**WORK TO BE COMPLETED**
Can you quote the lines in the items below, starting at the line containing "Task: set one pin on each instance of the chain" and ending at the line containing "Target: chain link fence", with both of those lines included?

**DATA RECORDS**
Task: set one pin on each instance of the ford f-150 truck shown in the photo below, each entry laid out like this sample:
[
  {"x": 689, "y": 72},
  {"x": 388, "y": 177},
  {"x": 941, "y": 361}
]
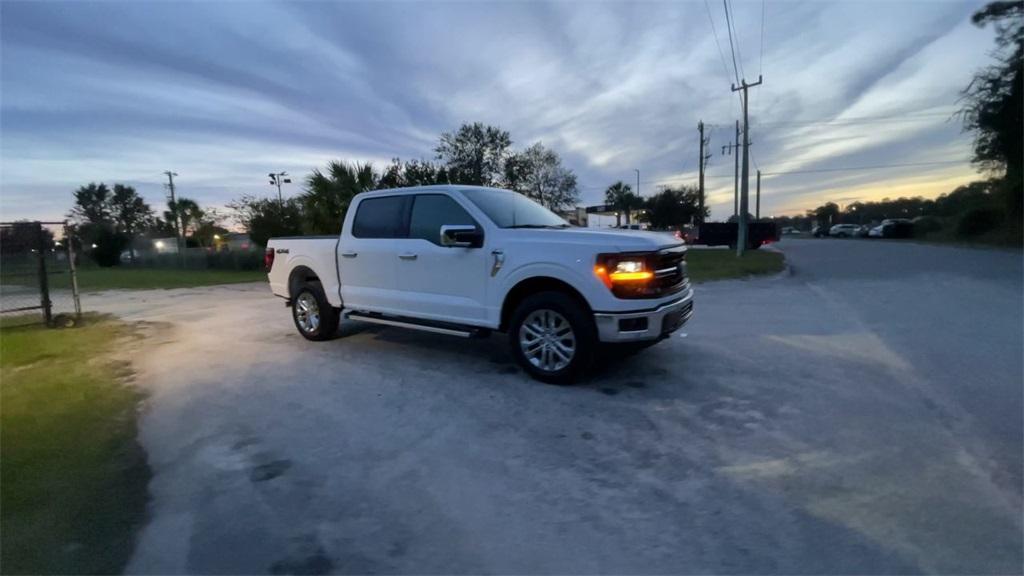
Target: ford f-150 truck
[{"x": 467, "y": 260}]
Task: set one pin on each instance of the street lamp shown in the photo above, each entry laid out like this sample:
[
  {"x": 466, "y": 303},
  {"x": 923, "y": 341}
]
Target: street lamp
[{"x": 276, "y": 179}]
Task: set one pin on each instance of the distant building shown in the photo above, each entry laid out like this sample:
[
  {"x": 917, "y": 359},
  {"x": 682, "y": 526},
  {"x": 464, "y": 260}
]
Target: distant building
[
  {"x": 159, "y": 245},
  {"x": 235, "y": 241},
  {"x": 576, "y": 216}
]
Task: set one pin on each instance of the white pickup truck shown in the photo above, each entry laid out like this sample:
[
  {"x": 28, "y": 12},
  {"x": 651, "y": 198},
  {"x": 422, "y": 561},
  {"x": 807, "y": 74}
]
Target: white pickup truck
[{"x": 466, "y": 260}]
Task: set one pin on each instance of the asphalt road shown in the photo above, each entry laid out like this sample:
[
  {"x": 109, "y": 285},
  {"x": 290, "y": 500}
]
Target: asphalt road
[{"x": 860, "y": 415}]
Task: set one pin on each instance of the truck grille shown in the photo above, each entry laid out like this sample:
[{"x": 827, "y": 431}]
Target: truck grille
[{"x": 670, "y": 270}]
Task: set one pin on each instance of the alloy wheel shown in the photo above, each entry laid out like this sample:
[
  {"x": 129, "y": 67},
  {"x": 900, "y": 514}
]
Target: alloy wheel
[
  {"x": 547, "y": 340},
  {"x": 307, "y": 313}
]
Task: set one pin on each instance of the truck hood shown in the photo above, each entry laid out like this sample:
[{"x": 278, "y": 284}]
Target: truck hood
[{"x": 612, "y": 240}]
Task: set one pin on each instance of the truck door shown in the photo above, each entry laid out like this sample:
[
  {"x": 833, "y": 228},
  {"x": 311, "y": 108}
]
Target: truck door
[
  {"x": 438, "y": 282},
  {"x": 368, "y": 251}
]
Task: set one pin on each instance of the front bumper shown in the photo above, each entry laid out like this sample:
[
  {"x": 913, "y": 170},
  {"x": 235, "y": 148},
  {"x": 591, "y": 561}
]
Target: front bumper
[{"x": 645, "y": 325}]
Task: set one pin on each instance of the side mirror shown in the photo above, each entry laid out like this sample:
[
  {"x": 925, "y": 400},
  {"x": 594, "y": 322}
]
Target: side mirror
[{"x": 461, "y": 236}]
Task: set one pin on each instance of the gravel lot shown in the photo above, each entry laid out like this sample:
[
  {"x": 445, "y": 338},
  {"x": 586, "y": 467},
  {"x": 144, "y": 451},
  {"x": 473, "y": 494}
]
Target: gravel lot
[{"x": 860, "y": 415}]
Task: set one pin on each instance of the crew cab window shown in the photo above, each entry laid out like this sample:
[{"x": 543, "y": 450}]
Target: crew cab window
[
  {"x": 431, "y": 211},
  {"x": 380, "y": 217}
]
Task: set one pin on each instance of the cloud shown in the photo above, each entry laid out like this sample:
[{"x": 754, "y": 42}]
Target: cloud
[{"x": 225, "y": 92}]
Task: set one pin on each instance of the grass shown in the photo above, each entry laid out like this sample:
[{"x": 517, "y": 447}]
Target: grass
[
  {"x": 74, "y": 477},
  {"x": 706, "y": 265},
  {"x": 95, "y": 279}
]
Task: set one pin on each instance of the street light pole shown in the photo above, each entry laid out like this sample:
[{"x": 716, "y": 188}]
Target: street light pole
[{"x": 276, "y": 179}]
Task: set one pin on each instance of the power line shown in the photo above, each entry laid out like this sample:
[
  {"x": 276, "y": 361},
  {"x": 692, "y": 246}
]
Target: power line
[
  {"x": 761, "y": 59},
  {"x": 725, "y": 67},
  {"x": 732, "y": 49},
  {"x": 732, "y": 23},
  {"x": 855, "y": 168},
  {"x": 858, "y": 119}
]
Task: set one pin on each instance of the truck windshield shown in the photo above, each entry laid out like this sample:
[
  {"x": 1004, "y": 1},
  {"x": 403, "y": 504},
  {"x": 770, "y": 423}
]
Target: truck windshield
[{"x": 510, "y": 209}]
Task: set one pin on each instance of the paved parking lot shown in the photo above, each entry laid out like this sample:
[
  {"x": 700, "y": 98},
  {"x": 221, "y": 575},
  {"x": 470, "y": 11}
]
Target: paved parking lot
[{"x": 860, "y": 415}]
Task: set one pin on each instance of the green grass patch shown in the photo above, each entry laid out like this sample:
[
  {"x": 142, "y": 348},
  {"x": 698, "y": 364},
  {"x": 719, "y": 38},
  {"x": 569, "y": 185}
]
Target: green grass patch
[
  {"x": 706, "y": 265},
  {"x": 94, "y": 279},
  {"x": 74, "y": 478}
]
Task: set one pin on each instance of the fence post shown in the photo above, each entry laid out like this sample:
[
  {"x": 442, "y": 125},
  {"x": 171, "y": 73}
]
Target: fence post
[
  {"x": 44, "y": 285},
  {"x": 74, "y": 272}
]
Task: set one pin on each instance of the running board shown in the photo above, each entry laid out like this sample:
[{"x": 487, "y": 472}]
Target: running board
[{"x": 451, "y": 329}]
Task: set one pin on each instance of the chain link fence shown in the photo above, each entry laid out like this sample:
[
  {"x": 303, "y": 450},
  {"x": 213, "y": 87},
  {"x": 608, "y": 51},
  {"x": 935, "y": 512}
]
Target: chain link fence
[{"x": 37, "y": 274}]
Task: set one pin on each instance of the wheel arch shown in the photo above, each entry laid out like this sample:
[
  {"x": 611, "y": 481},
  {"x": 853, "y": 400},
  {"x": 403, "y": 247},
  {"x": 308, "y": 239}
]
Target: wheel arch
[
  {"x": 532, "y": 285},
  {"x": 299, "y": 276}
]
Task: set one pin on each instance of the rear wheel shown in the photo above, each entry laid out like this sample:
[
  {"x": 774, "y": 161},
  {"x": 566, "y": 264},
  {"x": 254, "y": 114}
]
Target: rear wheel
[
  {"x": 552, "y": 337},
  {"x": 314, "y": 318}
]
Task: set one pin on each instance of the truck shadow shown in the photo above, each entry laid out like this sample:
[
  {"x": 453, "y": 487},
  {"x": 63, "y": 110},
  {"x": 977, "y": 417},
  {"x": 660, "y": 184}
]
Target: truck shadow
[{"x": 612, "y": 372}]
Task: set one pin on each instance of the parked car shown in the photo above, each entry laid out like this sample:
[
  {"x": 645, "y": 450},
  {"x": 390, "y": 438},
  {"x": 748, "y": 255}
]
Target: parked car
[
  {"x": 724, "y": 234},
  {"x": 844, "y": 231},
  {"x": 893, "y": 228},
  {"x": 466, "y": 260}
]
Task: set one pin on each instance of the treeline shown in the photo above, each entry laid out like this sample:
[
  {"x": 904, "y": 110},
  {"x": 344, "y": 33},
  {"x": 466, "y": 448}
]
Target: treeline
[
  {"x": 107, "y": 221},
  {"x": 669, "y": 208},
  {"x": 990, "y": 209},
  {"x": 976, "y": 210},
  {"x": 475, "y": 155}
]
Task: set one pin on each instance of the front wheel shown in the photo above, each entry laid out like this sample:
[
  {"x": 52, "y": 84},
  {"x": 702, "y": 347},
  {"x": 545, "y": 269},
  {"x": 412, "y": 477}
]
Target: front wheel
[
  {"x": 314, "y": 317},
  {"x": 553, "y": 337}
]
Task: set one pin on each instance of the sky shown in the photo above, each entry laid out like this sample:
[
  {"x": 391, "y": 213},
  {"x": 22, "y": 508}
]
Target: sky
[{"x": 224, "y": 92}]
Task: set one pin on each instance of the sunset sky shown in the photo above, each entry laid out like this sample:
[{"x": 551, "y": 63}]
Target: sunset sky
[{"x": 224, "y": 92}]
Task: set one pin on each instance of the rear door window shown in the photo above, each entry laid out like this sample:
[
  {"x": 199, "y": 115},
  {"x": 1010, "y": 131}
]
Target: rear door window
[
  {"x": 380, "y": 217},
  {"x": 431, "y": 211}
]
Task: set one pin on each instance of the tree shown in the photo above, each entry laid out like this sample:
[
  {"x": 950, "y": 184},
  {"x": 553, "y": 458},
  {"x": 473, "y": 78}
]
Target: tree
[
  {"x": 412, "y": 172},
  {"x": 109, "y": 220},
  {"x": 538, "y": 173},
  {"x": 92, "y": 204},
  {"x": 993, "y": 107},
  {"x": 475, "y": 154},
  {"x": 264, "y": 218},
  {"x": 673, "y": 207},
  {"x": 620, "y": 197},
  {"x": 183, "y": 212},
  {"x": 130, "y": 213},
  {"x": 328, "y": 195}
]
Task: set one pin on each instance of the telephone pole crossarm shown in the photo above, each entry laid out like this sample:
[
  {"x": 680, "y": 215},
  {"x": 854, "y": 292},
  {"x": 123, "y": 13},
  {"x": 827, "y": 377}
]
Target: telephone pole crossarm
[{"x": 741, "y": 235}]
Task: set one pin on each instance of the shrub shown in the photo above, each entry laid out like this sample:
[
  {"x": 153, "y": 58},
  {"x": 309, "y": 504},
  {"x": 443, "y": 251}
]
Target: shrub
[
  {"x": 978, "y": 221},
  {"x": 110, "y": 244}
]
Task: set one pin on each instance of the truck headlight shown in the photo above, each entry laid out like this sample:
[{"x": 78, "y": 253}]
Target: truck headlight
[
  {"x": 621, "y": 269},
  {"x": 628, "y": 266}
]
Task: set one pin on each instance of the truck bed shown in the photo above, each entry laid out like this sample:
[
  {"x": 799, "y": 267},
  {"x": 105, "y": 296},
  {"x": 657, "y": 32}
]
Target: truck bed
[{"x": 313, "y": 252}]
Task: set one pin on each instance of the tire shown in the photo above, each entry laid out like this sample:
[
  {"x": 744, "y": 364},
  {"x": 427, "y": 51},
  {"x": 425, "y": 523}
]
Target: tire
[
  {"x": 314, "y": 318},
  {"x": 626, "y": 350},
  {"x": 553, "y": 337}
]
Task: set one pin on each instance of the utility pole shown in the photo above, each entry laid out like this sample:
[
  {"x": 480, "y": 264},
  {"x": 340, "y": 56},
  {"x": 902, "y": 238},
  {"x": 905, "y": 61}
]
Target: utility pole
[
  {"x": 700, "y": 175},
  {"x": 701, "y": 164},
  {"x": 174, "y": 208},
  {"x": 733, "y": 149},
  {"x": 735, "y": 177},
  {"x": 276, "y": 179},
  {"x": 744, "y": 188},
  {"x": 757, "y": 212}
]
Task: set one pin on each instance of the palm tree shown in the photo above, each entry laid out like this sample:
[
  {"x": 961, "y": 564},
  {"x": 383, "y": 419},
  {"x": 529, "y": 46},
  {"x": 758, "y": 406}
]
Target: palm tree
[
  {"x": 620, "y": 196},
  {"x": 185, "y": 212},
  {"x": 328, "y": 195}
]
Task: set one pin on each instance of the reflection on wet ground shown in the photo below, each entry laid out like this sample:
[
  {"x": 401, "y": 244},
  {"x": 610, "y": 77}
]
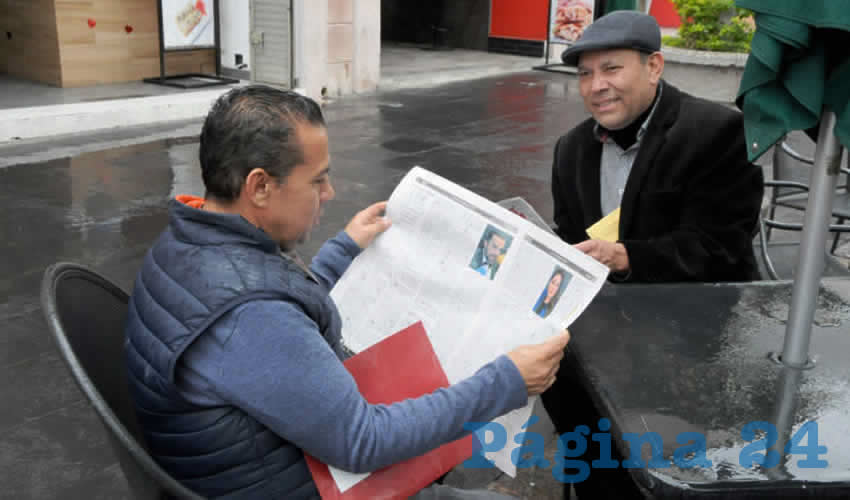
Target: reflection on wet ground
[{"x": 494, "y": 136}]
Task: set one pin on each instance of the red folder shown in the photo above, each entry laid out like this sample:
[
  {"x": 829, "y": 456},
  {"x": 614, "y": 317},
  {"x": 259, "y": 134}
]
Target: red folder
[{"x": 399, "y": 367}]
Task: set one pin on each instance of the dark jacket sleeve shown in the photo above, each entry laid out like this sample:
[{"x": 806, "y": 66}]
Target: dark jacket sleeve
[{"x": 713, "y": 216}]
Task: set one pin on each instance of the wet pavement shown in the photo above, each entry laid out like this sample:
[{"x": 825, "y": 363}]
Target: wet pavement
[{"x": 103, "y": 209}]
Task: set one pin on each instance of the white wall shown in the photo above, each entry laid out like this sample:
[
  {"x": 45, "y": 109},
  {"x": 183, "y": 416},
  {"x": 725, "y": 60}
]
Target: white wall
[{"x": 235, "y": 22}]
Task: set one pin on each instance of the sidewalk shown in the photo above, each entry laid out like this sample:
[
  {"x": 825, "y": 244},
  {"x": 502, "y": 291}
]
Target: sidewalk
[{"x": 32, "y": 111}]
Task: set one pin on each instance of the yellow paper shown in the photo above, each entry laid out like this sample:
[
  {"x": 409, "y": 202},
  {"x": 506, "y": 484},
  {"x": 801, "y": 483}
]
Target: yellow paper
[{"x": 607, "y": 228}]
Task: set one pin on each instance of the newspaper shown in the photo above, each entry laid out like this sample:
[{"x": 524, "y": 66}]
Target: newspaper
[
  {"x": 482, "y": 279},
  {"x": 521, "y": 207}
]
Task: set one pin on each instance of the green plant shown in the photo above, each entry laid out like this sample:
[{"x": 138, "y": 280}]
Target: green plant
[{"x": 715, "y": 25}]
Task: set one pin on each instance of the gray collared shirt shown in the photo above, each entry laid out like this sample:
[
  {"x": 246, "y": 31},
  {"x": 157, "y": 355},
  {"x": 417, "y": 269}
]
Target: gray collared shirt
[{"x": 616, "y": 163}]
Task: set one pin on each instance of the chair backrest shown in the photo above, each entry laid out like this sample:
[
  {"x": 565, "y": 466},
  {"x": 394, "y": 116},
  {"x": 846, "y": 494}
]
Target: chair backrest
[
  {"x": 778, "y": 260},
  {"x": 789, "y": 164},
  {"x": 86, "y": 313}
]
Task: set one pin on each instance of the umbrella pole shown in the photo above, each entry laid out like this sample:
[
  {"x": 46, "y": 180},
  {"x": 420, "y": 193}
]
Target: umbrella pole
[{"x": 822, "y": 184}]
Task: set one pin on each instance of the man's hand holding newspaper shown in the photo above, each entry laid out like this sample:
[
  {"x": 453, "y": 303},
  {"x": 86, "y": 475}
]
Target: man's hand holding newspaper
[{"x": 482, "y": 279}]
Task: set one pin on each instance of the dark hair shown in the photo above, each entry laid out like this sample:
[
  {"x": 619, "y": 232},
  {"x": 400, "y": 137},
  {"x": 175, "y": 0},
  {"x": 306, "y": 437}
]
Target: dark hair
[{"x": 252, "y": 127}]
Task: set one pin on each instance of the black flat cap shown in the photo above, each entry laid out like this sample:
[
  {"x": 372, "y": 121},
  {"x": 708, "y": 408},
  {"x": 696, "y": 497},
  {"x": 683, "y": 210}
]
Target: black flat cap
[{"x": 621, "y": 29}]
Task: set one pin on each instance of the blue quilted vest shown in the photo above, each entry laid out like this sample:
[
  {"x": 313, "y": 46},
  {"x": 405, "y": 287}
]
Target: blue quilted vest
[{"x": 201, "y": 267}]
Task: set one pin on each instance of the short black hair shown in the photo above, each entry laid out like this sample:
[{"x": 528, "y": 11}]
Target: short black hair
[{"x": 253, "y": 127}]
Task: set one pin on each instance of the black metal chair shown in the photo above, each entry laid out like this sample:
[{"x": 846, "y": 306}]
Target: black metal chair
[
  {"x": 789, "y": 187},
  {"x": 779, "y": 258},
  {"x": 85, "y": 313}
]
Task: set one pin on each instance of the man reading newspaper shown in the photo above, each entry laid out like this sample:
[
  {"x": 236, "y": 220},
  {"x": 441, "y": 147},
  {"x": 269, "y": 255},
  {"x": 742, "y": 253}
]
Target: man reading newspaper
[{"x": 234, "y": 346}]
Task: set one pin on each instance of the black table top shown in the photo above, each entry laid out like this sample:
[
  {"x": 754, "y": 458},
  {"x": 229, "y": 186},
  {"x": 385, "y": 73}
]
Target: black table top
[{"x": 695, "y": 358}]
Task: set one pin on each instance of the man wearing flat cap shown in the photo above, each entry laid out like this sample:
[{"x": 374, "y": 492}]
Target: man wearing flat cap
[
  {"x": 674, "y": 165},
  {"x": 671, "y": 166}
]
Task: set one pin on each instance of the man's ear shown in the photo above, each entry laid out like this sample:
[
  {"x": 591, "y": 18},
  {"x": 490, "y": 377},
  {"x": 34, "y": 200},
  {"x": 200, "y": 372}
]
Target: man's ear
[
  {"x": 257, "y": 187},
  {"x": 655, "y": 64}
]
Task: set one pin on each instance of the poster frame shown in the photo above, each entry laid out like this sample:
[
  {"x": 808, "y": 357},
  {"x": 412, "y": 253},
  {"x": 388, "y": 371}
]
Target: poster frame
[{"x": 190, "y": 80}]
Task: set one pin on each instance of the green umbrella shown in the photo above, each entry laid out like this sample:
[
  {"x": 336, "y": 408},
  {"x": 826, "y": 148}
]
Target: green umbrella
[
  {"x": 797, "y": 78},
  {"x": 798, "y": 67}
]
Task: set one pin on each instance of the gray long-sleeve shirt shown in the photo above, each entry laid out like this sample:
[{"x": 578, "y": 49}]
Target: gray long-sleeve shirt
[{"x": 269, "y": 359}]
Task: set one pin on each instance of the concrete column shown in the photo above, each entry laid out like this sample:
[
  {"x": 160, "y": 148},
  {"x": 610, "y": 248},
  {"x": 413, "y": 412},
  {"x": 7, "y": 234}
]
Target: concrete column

**OUTPUT OF THE TASK**
Task: set one pin on each instance of the chain link fence shown in the photo above, each entry laid out like this sample:
[
  {"x": 303, "y": 450},
  {"x": 213, "y": 87},
  {"x": 608, "y": 51},
  {"x": 935, "y": 512}
]
Target: chain link fence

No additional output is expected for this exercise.